## What is expected:
Write the records between the line holding "The client would like the player number 5" and the line holding "[62,97,88,129]", inclusive, as a two-column CSV with the header instruction,boxes. Give one row per record, with its text in the first field and its answer in the second, each field in double quotes and any line breaks replaced by spaces.

:::

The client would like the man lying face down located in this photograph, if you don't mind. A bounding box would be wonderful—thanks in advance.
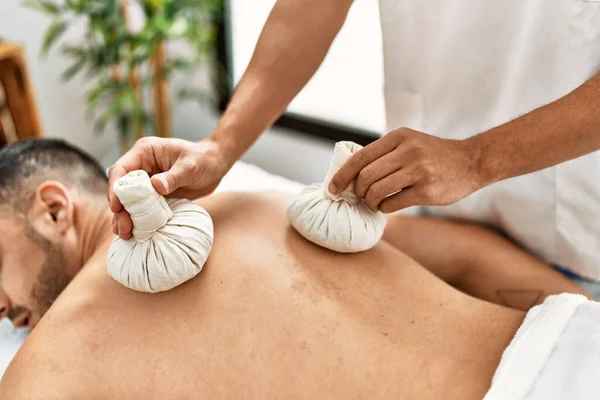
[0,141,598,400]
[0,140,110,327]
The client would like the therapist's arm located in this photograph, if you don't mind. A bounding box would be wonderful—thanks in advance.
[211,0,352,160]
[330,70,600,212]
[470,73,600,184]
[108,0,352,240]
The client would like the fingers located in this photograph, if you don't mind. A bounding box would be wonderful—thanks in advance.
[150,161,194,196]
[365,169,414,211]
[329,134,398,194]
[354,148,403,199]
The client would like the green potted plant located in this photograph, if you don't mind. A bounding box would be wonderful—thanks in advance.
[24,0,222,151]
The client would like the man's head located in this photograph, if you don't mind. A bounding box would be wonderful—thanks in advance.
[0,139,107,326]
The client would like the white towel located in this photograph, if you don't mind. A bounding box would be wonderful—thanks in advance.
[484,294,600,400]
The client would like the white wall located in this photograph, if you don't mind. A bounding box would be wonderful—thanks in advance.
[0,0,116,157]
[0,0,333,183]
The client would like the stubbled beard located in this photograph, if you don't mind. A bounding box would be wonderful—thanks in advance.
[27,226,70,317]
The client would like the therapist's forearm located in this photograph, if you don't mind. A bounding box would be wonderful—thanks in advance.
[467,74,600,185]
[211,0,352,161]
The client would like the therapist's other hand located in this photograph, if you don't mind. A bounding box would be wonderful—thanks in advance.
[329,128,482,213]
[108,137,230,240]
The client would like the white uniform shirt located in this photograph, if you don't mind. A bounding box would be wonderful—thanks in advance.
[380,0,600,280]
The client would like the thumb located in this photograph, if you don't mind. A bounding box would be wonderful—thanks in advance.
[150,164,186,196]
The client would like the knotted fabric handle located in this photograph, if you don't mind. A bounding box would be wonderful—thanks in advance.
[113,170,173,243]
[323,142,362,204]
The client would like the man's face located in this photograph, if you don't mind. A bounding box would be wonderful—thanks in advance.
[0,213,70,328]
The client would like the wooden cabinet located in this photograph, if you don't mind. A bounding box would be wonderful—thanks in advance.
[0,42,42,147]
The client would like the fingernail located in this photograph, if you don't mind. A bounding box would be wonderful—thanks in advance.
[158,176,169,192]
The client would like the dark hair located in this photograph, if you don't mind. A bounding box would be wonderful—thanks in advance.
[0,139,107,211]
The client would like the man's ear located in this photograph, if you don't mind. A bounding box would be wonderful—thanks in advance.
[29,181,74,238]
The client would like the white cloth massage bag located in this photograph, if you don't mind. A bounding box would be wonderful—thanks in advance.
[287,142,387,253]
[108,171,213,293]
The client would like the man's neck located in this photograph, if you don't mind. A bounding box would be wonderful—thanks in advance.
[76,205,113,265]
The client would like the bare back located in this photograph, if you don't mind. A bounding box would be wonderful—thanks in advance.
[0,194,523,400]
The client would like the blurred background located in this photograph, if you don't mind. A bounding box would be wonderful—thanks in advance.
[0,0,385,183]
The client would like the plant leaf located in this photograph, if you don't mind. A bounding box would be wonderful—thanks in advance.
[41,20,68,57]
[167,18,189,39]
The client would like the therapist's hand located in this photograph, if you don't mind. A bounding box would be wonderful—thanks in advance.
[329,128,483,213]
[108,137,231,240]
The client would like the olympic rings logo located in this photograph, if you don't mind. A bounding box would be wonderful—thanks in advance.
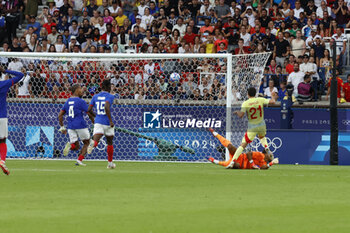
[96,135,107,151]
[250,137,283,153]
[342,120,350,125]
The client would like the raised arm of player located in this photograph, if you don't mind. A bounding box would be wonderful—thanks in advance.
[268,92,278,104]
[86,103,96,117]
[105,101,114,127]
[0,67,24,88]
[5,70,24,85]
[233,111,245,118]
[86,106,96,124]
[58,110,67,134]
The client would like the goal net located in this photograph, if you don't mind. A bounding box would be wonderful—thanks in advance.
[0,53,270,161]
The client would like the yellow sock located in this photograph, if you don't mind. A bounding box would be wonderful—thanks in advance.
[218,159,231,167]
[216,134,231,147]
[260,137,269,149]
[233,146,244,160]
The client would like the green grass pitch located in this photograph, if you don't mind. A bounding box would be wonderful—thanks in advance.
[0,160,350,233]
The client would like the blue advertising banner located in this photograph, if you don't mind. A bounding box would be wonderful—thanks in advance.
[7,103,350,165]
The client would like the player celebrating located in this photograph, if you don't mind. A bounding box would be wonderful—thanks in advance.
[208,128,278,169]
[0,67,24,175]
[58,84,94,166]
[227,87,276,168]
[88,80,115,169]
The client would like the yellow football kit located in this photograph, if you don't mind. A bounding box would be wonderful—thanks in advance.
[241,97,270,143]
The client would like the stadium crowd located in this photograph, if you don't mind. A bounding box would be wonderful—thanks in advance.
[0,0,350,101]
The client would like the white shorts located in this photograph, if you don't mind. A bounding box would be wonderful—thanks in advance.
[0,118,9,139]
[68,128,90,144]
[94,123,114,136]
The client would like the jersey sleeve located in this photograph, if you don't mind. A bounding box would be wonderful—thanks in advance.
[107,95,114,105]
[90,95,95,106]
[259,97,270,105]
[241,101,247,113]
[61,101,68,112]
[5,70,24,86]
[79,100,89,112]
[0,79,13,93]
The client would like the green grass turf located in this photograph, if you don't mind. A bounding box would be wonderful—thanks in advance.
[0,160,350,233]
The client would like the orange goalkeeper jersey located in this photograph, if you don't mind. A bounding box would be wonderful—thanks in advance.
[237,151,267,169]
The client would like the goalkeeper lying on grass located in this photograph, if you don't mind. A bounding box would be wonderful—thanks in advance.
[208,128,278,169]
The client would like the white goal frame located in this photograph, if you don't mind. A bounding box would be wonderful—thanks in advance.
[0,52,271,159]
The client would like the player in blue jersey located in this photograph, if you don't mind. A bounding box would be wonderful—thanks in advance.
[0,67,24,175]
[88,80,115,169]
[58,84,94,166]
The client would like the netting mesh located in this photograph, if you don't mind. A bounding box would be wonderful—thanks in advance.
[228,53,270,150]
[1,53,269,161]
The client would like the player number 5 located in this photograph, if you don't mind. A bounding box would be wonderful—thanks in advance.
[68,105,74,118]
[96,101,106,115]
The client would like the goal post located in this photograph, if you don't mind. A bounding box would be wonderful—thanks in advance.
[0,52,270,162]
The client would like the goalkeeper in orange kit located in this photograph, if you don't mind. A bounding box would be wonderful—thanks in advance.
[208,128,279,169]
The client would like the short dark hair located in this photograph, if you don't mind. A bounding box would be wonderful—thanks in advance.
[248,87,256,97]
[69,84,80,94]
[304,74,311,81]
[101,79,111,91]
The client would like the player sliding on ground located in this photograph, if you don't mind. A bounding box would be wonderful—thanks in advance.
[58,84,94,166]
[208,128,278,169]
[0,67,24,175]
[227,87,276,168]
[88,80,115,169]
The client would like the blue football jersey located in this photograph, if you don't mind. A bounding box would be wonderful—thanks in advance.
[90,91,114,125]
[62,97,88,129]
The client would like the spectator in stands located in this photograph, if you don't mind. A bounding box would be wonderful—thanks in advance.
[264,79,278,99]
[47,26,59,45]
[288,63,305,96]
[294,1,304,19]
[305,29,321,49]
[172,17,186,37]
[241,6,258,27]
[343,74,350,102]
[296,74,314,103]
[332,27,347,68]
[300,55,318,79]
[311,37,326,66]
[57,15,70,34]
[115,8,128,27]
[273,32,289,66]
[26,15,41,36]
[78,7,90,25]
[131,15,147,33]
[291,30,306,57]
[240,25,250,47]
[60,0,73,16]
[277,82,287,101]
[90,10,100,27]
[43,15,56,34]
[317,22,330,38]
[87,0,98,17]
[304,0,317,16]
[332,0,349,28]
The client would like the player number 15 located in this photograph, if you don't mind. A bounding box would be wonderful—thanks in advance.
[96,101,106,115]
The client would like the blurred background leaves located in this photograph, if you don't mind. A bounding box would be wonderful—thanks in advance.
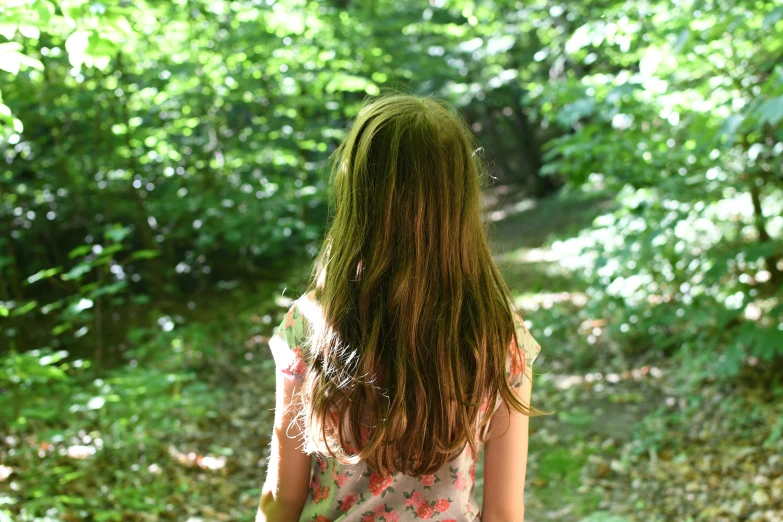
[0,0,783,521]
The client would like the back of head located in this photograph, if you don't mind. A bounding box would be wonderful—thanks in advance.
[302,95,524,475]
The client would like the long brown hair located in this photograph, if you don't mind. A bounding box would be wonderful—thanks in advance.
[299,94,541,476]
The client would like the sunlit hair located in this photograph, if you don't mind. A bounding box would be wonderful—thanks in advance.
[299,94,542,476]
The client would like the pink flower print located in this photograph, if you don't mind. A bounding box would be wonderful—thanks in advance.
[416,503,435,520]
[454,471,468,491]
[435,498,451,513]
[283,306,294,328]
[337,493,359,511]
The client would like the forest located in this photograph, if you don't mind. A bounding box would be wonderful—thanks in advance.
[0,0,783,522]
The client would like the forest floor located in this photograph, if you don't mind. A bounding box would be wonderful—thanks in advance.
[0,187,783,522]
[477,187,783,522]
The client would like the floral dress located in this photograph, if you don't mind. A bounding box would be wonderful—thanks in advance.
[269,293,541,522]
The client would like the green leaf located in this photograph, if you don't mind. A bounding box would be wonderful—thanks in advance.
[761,5,783,29]
[131,250,160,260]
[26,266,63,285]
[68,245,92,259]
[757,96,783,125]
[11,300,38,317]
[60,263,92,281]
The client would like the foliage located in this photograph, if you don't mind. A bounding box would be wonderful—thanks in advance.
[0,0,783,520]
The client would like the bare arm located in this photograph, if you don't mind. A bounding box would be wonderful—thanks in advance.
[256,373,312,522]
[481,374,533,522]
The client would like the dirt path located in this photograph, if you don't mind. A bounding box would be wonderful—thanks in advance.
[476,187,661,522]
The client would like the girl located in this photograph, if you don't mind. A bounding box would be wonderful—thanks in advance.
[256,95,544,522]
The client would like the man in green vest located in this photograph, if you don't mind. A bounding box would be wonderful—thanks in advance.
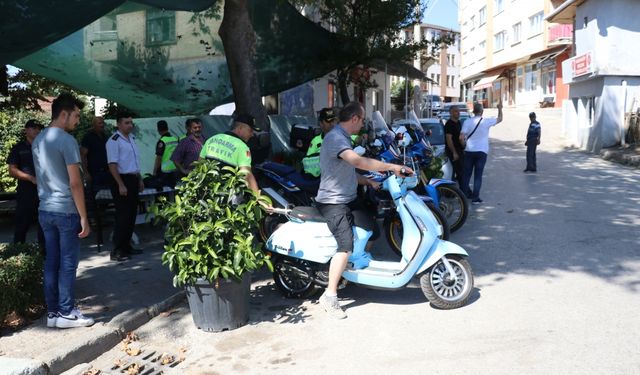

:::

## Answer for the task:
instruction,boxes
"The client would like the player number 5 located in this photograph, if you don't mind. A bounding box would be wonderful—thanks in advance.","[68,105,74,118] [96,101,106,115]"
"The client would like the goal post located in this photograph, if you don't mind. A bounding box would be wonderful—thanks in advance.","[0,52,270,162]"
"The client would like the goalkeeper in orange kit located in this photograph, if you don't mind. A bounding box would be wonderful—thanks in advance.","[208,128,279,169]"
"The client would like the short dark hair located in this photograph, if you don't mind. A bounding box would be wonderful—thanks in advance.","[248,87,256,97] [69,84,80,94] [304,74,311,81] [101,79,111,91]"
"The client would like the player sliding on ground located in this photograph, if you don't mind. A bounding box would be wonderful—thanks in advance.","[58,84,94,166] [208,128,278,169] [0,67,24,175] [227,87,276,168] [88,80,115,169]"
"The client would like the blue football jersey located in this photograph, if you don't mind. A bounding box would be wonderful—thanks in advance.","[90,91,114,125] [62,97,88,129]"